§ Request
Transcribe, word for word, the line containing "of the paved" and each line following it through the end of the listing below. Omit all other lines.
**** Records supplied ****
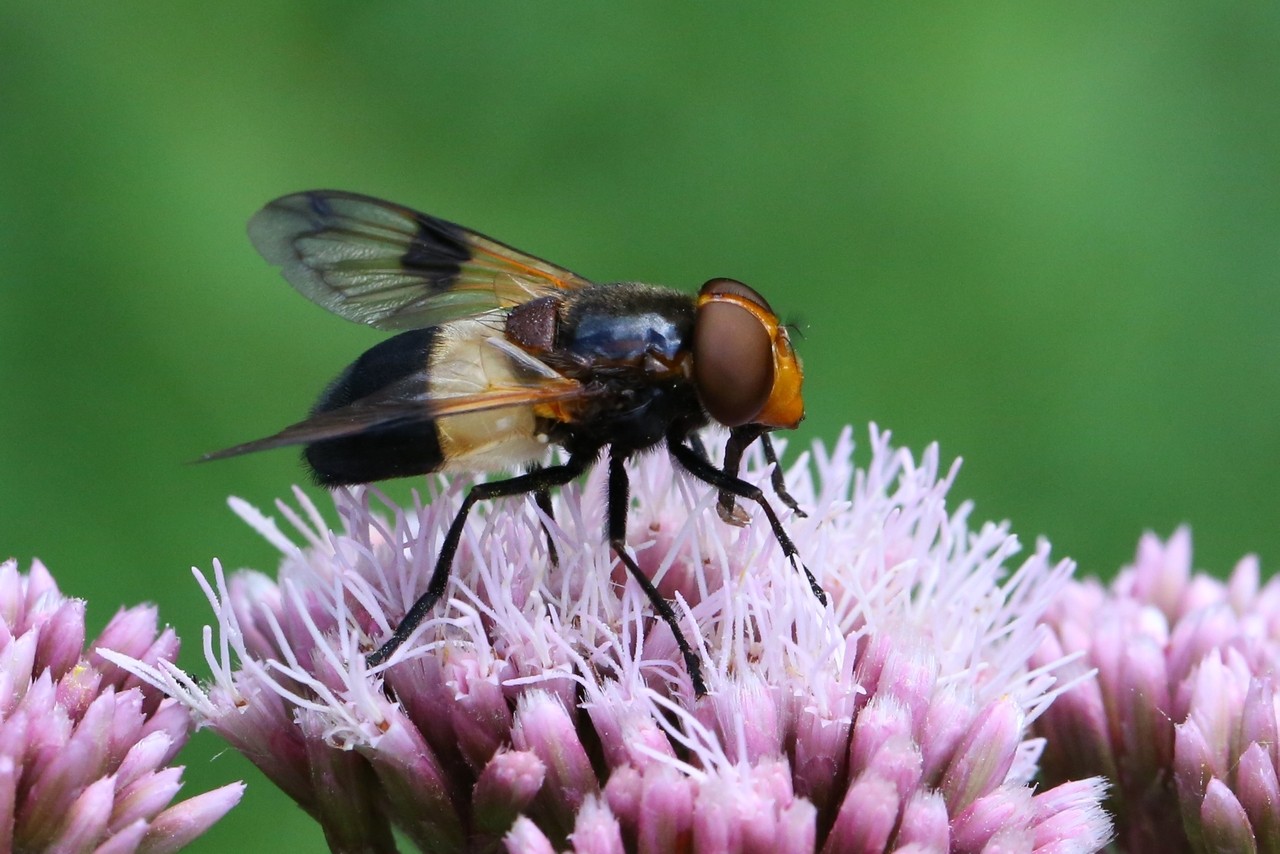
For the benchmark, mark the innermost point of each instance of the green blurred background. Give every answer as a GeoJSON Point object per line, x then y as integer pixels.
{"type": "Point", "coordinates": [1045, 237]}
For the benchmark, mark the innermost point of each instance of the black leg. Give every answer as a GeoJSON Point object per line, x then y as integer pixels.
{"type": "Point", "coordinates": [725, 482]}
{"type": "Point", "coordinates": [620, 497]}
{"type": "Point", "coordinates": [543, 498]}
{"type": "Point", "coordinates": [780, 484]}
{"type": "Point", "coordinates": [739, 439]}
{"type": "Point", "coordinates": [535, 482]}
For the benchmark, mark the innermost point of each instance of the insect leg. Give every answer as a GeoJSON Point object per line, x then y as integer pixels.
{"type": "Point", "coordinates": [620, 497]}
{"type": "Point", "coordinates": [543, 498]}
{"type": "Point", "coordinates": [780, 484]}
{"type": "Point", "coordinates": [535, 482]}
{"type": "Point", "coordinates": [739, 439]}
{"type": "Point", "coordinates": [728, 483]}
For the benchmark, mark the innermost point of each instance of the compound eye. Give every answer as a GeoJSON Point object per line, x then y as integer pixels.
{"type": "Point", "coordinates": [732, 355]}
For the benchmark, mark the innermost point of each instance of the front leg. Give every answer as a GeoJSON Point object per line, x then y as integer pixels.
{"type": "Point", "coordinates": [727, 483]}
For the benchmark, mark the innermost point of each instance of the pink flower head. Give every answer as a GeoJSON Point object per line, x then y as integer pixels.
{"type": "Point", "coordinates": [1183, 713]}
{"type": "Point", "coordinates": [85, 745]}
{"type": "Point", "coordinates": [544, 707]}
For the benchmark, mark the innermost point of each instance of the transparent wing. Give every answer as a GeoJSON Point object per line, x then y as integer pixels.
{"type": "Point", "coordinates": [391, 266]}
{"type": "Point", "coordinates": [406, 402]}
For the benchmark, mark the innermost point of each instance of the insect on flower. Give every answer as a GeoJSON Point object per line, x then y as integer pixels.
{"type": "Point", "coordinates": [501, 354]}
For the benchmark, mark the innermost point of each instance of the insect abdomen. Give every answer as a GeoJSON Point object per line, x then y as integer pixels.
{"type": "Point", "coordinates": [382, 452]}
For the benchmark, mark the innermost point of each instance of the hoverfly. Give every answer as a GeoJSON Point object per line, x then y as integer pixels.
{"type": "Point", "coordinates": [501, 354]}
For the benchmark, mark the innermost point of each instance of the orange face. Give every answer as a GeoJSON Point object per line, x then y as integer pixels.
{"type": "Point", "coordinates": [744, 366]}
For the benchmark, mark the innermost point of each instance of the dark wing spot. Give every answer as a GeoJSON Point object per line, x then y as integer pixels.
{"type": "Point", "coordinates": [437, 251]}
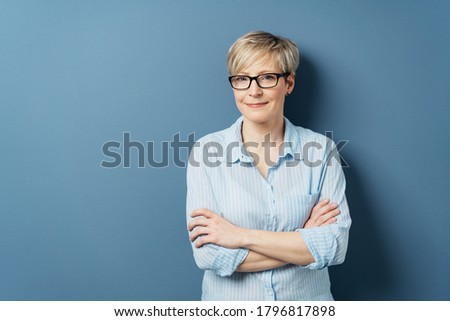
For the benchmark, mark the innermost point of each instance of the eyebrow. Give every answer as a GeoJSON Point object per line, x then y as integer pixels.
{"type": "Point", "coordinates": [261, 73]}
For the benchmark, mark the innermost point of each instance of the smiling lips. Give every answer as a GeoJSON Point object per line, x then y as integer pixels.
{"type": "Point", "coordinates": [256, 105]}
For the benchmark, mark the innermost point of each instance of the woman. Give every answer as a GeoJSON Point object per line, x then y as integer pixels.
{"type": "Point", "coordinates": [266, 207]}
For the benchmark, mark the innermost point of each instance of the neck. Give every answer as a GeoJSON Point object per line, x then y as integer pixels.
{"type": "Point", "coordinates": [254, 132]}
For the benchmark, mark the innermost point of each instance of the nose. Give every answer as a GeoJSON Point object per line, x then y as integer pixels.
{"type": "Point", "coordinates": [254, 90]}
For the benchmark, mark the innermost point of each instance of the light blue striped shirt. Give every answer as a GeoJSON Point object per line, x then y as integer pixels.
{"type": "Point", "coordinates": [221, 176]}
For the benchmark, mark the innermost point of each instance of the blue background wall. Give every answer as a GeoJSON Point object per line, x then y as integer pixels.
{"type": "Point", "coordinates": [76, 74]}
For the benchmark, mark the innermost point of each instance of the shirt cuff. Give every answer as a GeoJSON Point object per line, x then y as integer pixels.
{"type": "Point", "coordinates": [228, 260]}
{"type": "Point", "coordinates": [322, 244]}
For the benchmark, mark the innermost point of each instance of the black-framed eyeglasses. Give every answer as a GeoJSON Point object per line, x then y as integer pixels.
{"type": "Point", "coordinates": [264, 81]}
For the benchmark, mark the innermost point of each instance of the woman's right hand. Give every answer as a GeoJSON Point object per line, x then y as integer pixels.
{"type": "Point", "coordinates": [323, 213]}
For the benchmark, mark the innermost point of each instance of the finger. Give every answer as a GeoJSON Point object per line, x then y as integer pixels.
{"type": "Point", "coordinates": [202, 241]}
{"type": "Point", "coordinates": [321, 204]}
{"type": "Point", "coordinates": [325, 209]}
{"type": "Point", "coordinates": [198, 232]}
{"type": "Point", "coordinates": [197, 222]}
{"type": "Point", "coordinates": [330, 221]}
{"type": "Point", "coordinates": [328, 216]}
{"type": "Point", "coordinates": [202, 212]}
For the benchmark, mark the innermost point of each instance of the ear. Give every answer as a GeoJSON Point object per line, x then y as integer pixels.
{"type": "Point", "coordinates": [290, 83]}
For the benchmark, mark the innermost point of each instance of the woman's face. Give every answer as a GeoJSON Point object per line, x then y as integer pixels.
{"type": "Point", "coordinates": [263, 106]}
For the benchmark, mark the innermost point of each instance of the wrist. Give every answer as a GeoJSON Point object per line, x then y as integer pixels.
{"type": "Point", "coordinates": [246, 238]}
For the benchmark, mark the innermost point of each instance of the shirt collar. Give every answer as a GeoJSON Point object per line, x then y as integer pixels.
{"type": "Point", "coordinates": [236, 152]}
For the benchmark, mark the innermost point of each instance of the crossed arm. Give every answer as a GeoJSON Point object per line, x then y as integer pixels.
{"type": "Point", "coordinates": [267, 249]}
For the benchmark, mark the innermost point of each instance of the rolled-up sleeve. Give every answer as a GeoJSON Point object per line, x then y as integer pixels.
{"type": "Point", "coordinates": [200, 194]}
{"type": "Point", "coordinates": [328, 244]}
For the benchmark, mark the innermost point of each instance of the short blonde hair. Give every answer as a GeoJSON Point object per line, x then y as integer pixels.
{"type": "Point", "coordinates": [256, 45]}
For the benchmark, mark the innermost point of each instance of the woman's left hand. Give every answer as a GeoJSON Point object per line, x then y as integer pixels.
{"type": "Point", "coordinates": [210, 227]}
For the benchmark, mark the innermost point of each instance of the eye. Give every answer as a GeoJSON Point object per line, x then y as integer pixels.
{"type": "Point", "coordinates": [269, 77]}
{"type": "Point", "coordinates": [240, 78]}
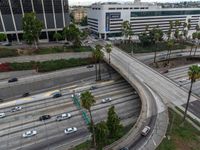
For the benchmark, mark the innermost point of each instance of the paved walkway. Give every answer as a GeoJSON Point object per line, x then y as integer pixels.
{"type": "Point", "coordinates": [46, 57]}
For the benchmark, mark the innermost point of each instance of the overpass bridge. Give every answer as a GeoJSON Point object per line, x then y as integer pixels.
{"type": "Point", "coordinates": [157, 90]}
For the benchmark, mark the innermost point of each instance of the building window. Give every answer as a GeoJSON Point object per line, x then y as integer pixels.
{"type": "Point", "coordinates": [27, 6]}
{"type": "Point", "coordinates": [164, 13]}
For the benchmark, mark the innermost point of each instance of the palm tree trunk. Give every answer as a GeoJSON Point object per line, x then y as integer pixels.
{"type": "Point", "coordinates": [186, 108]}
{"type": "Point", "coordinates": [109, 67]}
{"type": "Point", "coordinates": [170, 51]}
{"type": "Point", "coordinates": [191, 50]}
{"type": "Point", "coordinates": [99, 70]}
{"type": "Point", "coordinates": [195, 51]}
{"type": "Point", "coordinates": [96, 70]}
{"type": "Point", "coordinates": [93, 131]}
****
§ The completed task
For the benchmark, mark the innermost point of each instance of the paved walkway. Give every answer as a GeoJSON Point object per line, x then y as integer pixels.
{"type": "Point", "coordinates": [46, 57]}
For the benchmark, mark the innermost point of each instance of the overpass bridge. Give every answer as a GeoJSON Point object per line, x then y as integer pixels.
{"type": "Point", "coordinates": [157, 90]}
For the benchmark, mark the innermost point of each instance of the building window. Give every answer as a GeoJSON Point object per line, x then y as integer pixels.
{"type": "Point", "coordinates": [27, 6]}
{"type": "Point", "coordinates": [164, 13]}
For the benchmark, mark the innermost point of each instance of the palm tree trunk. Give every answer as a GeoJSON Point object per line, x then y as integer pixels.
{"type": "Point", "coordinates": [186, 108]}
{"type": "Point", "coordinates": [109, 67]}
{"type": "Point", "coordinates": [170, 51]}
{"type": "Point", "coordinates": [191, 50]}
{"type": "Point", "coordinates": [99, 70]}
{"type": "Point", "coordinates": [195, 51]}
{"type": "Point", "coordinates": [96, 70]}
{"type": "Point", "coordinates": [93, 131]}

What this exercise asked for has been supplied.